Dê continuidade ao trecho sobre a regulamentação da cannabis medicinal a partir da última frase apresentada.

* Trecho do texto
● ● ● ● ● ● ●

Para garantir que os pacientes não precisem recorrer à Justiça para ter acesso ao tratamento, Jéssica defende uma regulamentação que contemple todas as realidades: "acredito que qualquer um que quiser e tiver condições pode plantar na sua casa um número X de plantas para produção do seu remédio". 
Caso isso não seja possível, a regulamentação das associações, por exemplo, poderia ser uma solução intermediária, garantindo que grupos organizados possam continuar distribuindo óleo de cannabis de maneira segura e legal.
Outro aspecto fundamental para avançar na regulamentação é a criação de políticas públicas que integrem a cannabis medicinal ao Sistema Único de Saúde (SUS). “Embora o Estado de São Paulo já distribua óleo de cannabis para algumas enfermidades, esse acesso ainda é muito limitado e não contempla todas as condições para as quais a planta pode ser benéfica”, avalia Jéssica.

● ● ● ● ● ● ●

* Dados fornecidos
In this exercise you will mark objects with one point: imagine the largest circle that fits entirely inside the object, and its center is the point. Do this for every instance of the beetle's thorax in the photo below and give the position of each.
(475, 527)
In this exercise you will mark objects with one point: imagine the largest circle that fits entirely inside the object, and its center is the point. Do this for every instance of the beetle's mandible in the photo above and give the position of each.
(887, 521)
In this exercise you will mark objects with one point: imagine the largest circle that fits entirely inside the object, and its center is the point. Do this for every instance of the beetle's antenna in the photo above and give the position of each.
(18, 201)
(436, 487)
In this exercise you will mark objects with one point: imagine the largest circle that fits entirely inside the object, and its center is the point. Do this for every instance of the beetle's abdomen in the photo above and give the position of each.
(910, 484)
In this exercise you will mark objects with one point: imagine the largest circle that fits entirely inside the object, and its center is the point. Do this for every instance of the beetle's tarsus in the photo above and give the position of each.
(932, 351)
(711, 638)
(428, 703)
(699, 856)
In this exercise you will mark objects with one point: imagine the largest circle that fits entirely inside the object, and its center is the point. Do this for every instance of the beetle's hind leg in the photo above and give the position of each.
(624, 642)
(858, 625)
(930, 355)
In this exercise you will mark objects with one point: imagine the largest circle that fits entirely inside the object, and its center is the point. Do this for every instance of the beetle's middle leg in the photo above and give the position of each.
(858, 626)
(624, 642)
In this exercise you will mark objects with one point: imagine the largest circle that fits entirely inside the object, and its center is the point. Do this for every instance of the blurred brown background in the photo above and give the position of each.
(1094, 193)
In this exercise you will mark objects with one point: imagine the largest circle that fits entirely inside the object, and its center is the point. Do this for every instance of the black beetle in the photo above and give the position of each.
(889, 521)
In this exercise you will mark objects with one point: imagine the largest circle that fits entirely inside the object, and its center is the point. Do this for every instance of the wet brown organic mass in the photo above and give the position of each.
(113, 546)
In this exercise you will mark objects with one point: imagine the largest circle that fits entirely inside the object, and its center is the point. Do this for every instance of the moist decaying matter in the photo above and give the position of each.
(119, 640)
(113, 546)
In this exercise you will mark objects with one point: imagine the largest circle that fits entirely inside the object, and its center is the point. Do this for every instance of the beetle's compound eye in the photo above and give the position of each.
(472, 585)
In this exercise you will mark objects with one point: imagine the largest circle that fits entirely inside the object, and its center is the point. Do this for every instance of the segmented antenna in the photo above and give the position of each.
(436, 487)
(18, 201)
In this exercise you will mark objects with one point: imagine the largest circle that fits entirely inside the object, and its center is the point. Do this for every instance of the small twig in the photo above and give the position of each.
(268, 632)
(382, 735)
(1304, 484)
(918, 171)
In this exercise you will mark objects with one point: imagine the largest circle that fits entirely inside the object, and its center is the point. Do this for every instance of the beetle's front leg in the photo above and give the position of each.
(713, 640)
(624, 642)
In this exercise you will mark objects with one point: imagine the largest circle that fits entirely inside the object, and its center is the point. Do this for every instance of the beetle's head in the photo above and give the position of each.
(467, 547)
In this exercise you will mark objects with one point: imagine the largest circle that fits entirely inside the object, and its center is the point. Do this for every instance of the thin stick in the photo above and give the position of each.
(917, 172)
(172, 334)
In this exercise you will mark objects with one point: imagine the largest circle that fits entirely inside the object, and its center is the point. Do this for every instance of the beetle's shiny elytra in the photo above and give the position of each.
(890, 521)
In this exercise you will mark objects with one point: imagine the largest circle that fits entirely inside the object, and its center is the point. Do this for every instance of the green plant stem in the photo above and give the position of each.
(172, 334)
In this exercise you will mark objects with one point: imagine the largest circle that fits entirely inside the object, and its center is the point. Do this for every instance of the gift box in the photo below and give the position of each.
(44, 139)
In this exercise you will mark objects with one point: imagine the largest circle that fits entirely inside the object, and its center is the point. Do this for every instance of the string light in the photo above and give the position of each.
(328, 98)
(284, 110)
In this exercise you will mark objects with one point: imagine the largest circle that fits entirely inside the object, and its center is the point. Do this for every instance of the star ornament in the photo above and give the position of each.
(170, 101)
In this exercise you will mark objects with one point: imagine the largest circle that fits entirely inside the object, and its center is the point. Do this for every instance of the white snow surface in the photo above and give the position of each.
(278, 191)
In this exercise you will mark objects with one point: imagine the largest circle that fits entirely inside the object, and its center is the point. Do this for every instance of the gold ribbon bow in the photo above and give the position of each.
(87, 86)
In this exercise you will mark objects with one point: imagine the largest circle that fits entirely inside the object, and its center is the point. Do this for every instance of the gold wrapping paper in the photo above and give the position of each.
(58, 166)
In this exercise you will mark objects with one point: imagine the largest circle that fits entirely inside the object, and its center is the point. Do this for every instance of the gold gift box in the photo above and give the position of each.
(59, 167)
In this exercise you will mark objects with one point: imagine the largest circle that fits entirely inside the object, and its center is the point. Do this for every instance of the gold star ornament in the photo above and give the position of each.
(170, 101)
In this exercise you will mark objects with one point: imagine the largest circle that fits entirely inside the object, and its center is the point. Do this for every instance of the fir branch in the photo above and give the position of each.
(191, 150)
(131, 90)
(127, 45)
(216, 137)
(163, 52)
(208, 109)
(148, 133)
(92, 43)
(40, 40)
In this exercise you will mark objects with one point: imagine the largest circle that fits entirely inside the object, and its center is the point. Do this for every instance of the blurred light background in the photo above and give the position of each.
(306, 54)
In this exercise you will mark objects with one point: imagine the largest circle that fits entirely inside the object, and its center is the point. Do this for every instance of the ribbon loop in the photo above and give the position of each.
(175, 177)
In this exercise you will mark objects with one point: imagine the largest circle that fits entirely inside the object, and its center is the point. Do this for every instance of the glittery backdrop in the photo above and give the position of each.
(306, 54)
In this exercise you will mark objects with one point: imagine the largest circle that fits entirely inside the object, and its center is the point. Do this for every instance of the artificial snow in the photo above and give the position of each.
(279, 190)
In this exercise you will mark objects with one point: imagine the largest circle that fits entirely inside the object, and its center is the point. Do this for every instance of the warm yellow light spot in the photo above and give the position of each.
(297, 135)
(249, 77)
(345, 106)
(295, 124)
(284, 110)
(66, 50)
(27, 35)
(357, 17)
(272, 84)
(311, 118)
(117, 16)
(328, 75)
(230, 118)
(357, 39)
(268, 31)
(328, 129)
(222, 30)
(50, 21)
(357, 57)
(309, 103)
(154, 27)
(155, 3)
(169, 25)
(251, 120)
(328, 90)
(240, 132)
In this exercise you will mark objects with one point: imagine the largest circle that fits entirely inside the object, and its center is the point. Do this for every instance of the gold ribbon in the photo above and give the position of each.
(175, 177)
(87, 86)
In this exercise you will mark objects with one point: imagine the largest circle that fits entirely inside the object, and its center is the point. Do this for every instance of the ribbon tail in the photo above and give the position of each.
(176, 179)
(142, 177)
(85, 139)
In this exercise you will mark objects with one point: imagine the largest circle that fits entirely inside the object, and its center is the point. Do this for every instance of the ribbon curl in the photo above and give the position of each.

● ● ● ● ● ● ●

* Resposta ao exercício
A luta continua…


A luta pela legalização da cannabis medicinal no Brasil ainda enfrenta desafios significativos, mas avanços estão ocorrendo graças à mobilização de pacientes, associações e profissionais do direito. 
Histórias como a de Jéssica demonstram a importância da resistência e da organização coletiva para garantir que todos os brasileiros tenham acesso a um tratamento digno e eficaz. 


A judicialização tem sido um caminho necessário, mas uma regulamentação abrangente e justa é fundamental para assegurar direitos e eliminar desigualdades no acesso à cannabis medicinal.